Provided records:
====================

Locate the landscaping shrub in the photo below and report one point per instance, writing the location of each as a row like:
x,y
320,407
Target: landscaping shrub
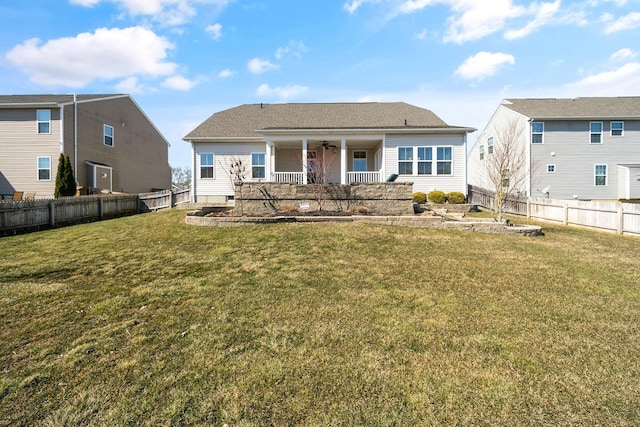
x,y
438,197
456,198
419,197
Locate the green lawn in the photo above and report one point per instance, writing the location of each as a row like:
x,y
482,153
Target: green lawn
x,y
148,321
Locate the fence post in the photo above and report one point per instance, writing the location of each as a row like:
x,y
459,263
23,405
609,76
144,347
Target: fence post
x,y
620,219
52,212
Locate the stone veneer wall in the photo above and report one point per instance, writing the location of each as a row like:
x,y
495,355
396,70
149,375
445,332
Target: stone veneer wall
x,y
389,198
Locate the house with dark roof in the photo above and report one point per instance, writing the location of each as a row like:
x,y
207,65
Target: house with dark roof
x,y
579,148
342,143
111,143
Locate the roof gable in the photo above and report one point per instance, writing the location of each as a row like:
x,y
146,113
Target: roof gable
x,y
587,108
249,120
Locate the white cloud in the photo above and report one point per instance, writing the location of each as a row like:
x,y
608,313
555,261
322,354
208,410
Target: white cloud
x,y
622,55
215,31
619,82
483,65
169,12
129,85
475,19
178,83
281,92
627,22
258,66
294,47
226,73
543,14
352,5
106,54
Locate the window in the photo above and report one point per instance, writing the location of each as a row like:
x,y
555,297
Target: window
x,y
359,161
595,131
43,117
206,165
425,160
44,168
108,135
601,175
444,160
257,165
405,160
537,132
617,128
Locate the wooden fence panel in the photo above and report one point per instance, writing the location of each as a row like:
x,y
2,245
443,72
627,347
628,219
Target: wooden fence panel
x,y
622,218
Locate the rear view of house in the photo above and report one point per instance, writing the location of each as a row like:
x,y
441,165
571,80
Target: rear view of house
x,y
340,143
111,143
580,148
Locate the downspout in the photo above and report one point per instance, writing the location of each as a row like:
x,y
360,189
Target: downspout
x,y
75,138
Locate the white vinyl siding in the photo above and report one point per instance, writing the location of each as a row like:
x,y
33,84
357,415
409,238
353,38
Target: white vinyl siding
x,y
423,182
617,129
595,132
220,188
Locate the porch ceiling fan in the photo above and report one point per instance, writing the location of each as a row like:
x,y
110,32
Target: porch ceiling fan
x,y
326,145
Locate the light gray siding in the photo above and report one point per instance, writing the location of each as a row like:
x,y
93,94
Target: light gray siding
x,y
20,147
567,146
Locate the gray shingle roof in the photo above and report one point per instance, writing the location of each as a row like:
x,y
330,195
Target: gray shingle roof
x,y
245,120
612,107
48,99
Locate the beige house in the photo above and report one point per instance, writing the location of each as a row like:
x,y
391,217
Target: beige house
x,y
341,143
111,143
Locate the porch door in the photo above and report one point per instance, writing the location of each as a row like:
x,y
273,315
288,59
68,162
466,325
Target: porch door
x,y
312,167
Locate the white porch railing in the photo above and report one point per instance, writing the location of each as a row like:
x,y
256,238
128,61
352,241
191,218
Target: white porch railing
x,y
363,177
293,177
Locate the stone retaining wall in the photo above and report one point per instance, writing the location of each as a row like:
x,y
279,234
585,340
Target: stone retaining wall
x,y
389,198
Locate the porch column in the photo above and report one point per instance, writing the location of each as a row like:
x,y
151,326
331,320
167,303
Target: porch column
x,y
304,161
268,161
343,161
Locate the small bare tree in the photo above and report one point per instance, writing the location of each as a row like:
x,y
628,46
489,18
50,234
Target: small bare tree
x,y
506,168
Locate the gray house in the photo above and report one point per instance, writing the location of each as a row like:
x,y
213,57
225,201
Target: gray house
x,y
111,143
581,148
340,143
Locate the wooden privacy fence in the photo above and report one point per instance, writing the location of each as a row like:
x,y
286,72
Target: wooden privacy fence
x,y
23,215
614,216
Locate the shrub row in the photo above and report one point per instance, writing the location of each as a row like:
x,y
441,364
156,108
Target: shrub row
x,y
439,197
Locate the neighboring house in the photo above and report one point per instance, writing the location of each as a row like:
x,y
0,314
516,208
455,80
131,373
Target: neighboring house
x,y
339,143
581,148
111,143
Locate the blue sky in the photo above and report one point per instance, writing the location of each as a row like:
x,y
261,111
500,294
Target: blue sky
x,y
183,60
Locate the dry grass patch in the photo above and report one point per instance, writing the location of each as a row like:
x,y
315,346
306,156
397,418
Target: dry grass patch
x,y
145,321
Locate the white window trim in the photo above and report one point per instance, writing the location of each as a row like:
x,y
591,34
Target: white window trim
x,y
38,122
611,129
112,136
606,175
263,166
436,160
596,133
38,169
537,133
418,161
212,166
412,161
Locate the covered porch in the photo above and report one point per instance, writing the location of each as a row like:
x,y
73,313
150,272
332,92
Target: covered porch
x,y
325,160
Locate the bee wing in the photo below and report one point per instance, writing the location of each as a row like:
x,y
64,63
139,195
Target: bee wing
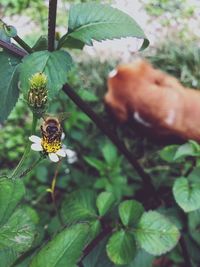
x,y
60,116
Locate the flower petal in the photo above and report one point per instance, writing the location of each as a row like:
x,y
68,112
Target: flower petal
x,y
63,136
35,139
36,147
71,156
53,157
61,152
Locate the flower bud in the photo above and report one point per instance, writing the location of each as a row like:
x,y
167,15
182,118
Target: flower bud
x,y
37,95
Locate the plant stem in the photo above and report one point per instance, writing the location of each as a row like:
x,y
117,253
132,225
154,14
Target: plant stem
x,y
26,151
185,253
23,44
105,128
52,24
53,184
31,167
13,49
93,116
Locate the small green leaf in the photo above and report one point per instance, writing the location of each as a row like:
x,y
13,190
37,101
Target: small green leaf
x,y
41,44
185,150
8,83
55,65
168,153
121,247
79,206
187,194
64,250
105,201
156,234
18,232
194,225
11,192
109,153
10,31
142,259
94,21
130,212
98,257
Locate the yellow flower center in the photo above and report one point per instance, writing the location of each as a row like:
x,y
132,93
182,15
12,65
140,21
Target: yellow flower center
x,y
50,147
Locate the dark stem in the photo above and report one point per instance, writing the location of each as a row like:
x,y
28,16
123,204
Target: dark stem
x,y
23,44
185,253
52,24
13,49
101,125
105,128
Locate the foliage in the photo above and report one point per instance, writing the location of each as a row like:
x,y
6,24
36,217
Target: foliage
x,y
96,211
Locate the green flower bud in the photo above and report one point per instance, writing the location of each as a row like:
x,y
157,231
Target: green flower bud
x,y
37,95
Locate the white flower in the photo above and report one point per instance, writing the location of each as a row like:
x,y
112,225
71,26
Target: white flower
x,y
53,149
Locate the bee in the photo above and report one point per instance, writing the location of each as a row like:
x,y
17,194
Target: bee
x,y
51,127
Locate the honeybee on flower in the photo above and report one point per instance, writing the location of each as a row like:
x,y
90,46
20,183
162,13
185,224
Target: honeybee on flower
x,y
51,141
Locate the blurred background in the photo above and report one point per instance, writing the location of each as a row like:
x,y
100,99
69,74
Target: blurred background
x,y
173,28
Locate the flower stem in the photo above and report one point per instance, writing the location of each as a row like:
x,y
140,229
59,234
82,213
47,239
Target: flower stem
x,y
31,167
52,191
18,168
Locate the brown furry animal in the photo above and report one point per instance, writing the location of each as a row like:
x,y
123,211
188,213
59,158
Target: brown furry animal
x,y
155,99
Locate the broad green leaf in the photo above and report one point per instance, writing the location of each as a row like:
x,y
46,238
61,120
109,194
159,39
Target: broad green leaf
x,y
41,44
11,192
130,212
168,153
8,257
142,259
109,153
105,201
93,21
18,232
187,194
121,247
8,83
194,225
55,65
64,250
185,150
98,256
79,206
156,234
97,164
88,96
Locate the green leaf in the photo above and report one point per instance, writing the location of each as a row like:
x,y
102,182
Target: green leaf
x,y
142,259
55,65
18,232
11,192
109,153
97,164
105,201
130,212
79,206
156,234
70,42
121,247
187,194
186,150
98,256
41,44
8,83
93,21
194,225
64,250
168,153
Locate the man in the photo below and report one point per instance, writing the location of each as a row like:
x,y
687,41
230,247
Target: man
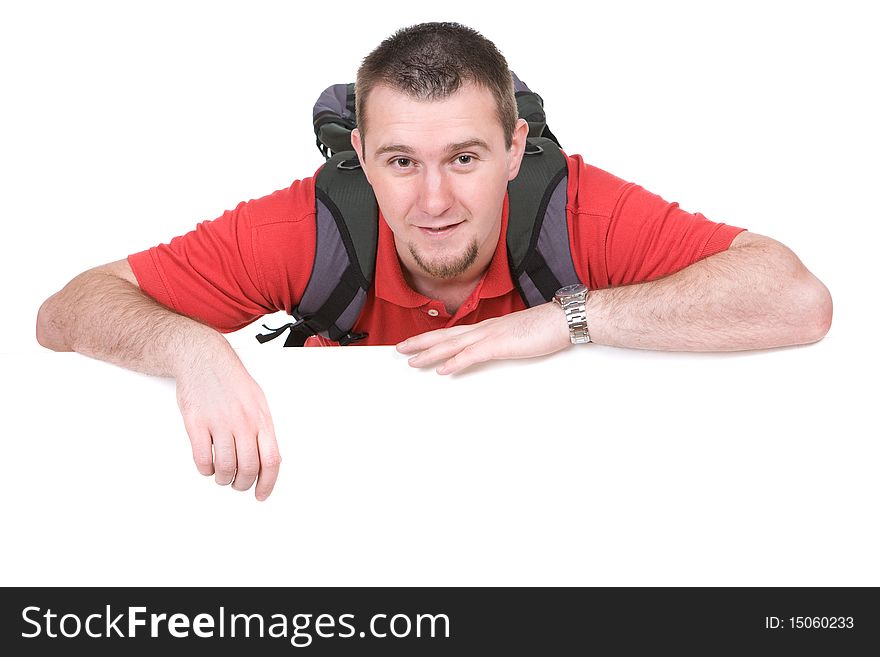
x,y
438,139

====================

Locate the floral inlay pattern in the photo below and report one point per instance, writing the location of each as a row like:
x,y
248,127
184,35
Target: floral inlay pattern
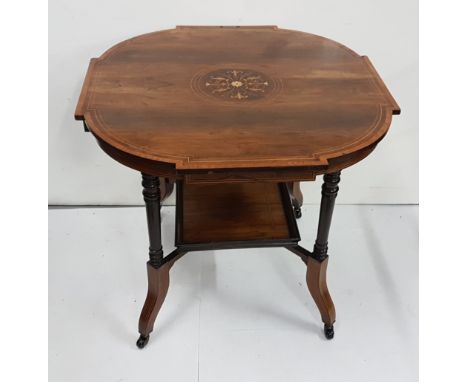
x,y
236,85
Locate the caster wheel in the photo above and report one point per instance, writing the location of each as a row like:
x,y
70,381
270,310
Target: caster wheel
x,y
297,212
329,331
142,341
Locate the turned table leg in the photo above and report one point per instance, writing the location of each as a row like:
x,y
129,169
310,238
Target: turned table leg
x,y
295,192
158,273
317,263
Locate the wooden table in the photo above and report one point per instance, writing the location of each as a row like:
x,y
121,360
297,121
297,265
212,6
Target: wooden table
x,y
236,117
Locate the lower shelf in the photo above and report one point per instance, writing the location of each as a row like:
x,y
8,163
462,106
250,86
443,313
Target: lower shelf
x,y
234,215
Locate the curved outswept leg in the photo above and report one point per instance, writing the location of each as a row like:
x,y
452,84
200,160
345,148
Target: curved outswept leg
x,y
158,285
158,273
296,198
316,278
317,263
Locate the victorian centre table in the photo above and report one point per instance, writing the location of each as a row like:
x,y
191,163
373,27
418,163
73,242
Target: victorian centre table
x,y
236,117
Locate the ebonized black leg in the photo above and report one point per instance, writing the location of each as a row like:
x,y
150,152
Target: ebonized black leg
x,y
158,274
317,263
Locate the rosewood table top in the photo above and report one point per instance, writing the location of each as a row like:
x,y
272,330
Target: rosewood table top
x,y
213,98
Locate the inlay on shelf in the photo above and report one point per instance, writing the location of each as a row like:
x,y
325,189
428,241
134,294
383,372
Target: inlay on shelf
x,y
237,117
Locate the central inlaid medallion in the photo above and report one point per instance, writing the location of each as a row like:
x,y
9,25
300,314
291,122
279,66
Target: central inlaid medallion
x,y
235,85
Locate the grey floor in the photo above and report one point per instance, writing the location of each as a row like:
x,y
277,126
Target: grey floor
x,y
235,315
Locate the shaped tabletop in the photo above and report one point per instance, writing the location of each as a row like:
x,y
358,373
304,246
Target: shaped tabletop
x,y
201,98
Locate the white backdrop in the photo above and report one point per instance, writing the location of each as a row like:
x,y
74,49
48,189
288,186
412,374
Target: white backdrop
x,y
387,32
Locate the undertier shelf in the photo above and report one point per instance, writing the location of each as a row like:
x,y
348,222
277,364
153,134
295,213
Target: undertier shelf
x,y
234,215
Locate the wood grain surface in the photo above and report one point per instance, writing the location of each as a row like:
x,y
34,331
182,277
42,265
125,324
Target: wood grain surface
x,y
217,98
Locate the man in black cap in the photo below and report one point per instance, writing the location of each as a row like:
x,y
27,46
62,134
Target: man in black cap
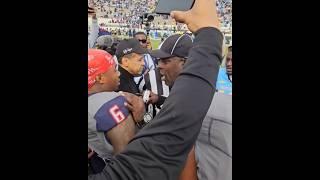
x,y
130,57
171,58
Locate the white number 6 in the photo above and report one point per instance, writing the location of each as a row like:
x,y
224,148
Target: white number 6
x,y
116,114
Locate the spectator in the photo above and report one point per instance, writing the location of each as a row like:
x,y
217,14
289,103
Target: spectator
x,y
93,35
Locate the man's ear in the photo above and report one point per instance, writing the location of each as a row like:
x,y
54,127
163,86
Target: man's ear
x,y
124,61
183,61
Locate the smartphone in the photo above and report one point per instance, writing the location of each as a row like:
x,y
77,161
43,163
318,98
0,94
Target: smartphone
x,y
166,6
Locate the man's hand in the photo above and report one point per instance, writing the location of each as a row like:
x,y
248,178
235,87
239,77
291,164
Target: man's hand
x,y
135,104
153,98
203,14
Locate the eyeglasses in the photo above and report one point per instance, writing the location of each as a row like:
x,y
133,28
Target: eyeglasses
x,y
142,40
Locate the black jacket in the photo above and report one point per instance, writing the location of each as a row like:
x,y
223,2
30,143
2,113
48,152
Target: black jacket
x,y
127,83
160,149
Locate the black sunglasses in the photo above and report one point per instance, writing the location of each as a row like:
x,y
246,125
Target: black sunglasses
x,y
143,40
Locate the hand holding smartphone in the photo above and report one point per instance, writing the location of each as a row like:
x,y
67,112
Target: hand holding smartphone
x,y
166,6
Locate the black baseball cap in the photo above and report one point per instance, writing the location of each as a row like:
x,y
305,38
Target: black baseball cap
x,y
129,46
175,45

====================

Count how many lines above contain the word "below". Reply with the number alone.

5